> **Listed records**

:::

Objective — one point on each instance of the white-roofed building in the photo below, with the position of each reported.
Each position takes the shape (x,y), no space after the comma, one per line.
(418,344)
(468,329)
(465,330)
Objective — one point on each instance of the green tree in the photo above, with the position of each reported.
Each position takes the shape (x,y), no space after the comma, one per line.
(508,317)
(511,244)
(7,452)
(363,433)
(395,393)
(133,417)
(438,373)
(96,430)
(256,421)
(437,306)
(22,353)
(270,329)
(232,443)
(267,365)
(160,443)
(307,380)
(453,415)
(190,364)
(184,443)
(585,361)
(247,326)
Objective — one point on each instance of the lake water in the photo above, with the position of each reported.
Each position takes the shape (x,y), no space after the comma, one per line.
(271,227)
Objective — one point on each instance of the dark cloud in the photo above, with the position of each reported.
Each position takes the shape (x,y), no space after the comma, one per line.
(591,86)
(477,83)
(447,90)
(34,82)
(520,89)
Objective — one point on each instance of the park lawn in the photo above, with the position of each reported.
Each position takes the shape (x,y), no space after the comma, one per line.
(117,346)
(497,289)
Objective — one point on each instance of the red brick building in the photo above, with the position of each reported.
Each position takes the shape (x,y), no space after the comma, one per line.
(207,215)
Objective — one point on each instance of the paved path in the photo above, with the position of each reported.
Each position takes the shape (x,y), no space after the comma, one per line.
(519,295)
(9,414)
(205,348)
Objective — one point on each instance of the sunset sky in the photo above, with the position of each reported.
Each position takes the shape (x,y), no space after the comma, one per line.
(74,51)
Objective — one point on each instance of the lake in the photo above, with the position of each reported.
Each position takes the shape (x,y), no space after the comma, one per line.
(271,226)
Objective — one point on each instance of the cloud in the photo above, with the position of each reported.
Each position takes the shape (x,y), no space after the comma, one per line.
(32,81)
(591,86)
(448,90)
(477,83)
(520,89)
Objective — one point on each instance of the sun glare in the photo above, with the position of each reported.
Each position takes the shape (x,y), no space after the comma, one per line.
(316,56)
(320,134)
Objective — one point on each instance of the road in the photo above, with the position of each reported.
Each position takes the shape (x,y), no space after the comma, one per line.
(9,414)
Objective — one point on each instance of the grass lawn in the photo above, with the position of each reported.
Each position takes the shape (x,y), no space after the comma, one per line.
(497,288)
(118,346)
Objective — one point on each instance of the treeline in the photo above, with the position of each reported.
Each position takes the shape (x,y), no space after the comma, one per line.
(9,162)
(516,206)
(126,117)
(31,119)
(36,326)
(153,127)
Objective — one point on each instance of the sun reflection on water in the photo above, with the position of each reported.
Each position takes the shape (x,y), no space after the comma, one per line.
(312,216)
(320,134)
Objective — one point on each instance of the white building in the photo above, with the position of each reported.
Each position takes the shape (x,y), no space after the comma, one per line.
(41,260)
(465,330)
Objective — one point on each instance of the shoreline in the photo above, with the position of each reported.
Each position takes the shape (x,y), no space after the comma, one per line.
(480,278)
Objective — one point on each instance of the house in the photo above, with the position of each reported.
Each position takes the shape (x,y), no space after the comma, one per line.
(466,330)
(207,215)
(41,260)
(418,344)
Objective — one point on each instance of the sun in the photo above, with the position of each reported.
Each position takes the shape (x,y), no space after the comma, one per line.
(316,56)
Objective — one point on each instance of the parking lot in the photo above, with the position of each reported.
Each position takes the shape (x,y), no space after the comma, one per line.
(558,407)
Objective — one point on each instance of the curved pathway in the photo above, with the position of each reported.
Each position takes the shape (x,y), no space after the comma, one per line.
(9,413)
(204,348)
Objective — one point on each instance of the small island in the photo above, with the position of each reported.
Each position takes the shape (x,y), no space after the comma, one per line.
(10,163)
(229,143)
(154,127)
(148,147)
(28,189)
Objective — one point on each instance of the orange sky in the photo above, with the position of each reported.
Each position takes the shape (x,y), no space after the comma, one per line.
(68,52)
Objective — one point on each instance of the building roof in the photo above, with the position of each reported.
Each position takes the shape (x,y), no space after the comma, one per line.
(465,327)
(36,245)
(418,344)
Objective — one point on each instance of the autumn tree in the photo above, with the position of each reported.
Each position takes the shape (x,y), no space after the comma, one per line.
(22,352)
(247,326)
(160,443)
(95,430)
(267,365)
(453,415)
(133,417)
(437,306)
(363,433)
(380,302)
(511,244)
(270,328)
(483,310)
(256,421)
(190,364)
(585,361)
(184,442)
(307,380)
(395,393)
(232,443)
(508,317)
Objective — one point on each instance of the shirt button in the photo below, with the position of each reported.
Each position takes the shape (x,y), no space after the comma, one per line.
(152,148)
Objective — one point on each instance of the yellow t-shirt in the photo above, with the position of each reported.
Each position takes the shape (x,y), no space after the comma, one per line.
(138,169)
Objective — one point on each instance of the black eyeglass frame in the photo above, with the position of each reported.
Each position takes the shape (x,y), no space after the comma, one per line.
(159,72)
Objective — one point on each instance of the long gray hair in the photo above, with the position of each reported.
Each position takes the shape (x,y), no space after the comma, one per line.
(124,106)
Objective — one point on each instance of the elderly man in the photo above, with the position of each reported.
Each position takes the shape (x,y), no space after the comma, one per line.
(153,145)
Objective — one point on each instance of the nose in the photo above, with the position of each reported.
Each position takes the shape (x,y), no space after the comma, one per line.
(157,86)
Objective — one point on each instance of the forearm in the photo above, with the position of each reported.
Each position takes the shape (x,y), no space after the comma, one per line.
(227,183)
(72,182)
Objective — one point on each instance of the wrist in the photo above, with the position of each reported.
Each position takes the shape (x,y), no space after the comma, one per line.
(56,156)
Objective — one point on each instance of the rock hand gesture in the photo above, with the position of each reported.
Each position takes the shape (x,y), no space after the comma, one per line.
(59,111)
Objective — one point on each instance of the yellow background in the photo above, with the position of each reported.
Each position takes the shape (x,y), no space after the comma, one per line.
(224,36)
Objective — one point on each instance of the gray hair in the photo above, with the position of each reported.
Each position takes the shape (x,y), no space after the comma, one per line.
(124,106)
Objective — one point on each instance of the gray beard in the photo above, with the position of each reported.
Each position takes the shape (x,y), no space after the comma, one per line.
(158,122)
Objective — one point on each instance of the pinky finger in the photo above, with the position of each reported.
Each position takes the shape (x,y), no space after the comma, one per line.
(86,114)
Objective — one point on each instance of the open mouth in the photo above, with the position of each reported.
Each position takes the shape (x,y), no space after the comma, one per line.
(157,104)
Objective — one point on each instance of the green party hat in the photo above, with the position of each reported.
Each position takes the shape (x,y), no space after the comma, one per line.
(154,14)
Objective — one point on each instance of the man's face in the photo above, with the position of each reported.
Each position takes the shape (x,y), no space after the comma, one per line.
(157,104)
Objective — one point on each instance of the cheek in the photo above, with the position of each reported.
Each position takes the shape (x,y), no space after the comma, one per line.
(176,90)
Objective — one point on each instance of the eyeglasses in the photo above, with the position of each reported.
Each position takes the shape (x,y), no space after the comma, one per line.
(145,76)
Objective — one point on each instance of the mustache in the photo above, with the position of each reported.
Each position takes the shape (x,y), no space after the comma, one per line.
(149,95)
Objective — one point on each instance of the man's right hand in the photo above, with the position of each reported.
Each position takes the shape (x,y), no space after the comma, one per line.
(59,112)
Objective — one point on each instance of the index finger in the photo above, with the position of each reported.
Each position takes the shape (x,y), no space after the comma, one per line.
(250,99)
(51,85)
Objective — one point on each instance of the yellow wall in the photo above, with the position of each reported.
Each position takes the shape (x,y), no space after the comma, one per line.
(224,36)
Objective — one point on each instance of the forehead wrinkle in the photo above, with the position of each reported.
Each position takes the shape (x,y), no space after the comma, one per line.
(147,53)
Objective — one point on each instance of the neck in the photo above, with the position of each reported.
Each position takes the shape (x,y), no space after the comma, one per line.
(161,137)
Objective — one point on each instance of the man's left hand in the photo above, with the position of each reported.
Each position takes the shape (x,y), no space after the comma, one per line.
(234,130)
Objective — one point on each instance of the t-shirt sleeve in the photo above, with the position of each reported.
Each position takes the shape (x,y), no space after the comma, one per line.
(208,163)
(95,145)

:::

Exactly repeat the lines from the line that contains "Objective — one point on each instance of the mustache" to the end of the entries, both included, and leave out all other lines.

Objective — one point on each instance of the mustache in the photo above, with the position of each reported.
Each position takes the shape (x,y), no space after the comma, one per line.
(149,95)
Objective — one point on each instance of the man's right hand in the photo above, with the position of each reported.
Each position takes the shape (x,y), no space after the comma, one per line.
(59,112)
Objective — one point on each instance of the index finger in the photo above, with the position of each reported.
Each position takes the shape (x,y), no space after the comma, one per line.
(250,99)
(51,85)
Objective — one point on each instance of the yellow wall in the photo above, with the position of each reported.
Each position takes the shape (x,y), no space after the comma, one per line.
(224,36)
Objective — one point on each instance of the forehead wrinkle in the photo above, with the position of each reported.
Each position takes the shape (x,y), no space after the comma, one per line.
(147,53)
Objective — one point on each instance of the neck in the photo above, with the position of each reported.
Each position takes the shape (x,y), no space after the comma, one per line.
(161,137)
Objective — one point on each instance of the man's left hand in the photo above, with the position of each reported.
Each position takes the shape (x,y), no space after the comma, one per line.
(234,130)
Objective — one point on each instance of the t-shirt sleeve in the photo above, with the position of each reported.
Each position takes the shape (x,y), no space after the comma, one per line.
(208,163)
(95,145)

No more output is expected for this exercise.